**Aim:** Report every line of the listing below that contains the word "soil", copying each such line in full.

**Record list:**

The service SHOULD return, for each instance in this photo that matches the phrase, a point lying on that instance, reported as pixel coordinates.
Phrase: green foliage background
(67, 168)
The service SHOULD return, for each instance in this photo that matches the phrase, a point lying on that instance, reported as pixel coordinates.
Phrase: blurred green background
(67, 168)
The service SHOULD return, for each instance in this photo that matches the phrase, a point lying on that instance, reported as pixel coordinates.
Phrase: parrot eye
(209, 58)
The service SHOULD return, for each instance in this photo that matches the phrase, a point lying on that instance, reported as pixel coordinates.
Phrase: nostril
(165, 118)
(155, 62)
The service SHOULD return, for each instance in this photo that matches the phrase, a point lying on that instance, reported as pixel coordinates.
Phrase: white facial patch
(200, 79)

* * *

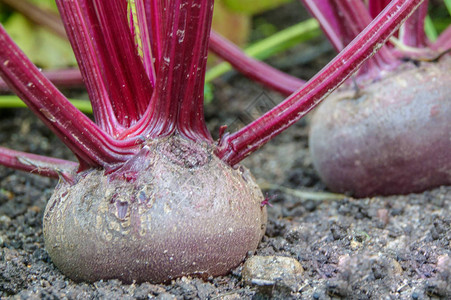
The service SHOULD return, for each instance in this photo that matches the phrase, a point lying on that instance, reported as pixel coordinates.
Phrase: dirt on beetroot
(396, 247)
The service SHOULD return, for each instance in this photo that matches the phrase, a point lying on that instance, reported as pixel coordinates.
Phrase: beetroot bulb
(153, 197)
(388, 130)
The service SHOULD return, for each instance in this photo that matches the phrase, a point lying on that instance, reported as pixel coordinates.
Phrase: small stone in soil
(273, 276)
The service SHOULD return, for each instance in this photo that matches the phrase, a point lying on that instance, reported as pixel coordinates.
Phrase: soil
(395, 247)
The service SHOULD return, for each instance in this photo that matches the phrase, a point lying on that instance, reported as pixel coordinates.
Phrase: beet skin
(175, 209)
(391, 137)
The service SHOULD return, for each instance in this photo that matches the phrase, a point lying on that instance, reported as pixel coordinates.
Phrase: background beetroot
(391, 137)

**Result of the task:**
Phrase: small stone in soil
Phrase: soil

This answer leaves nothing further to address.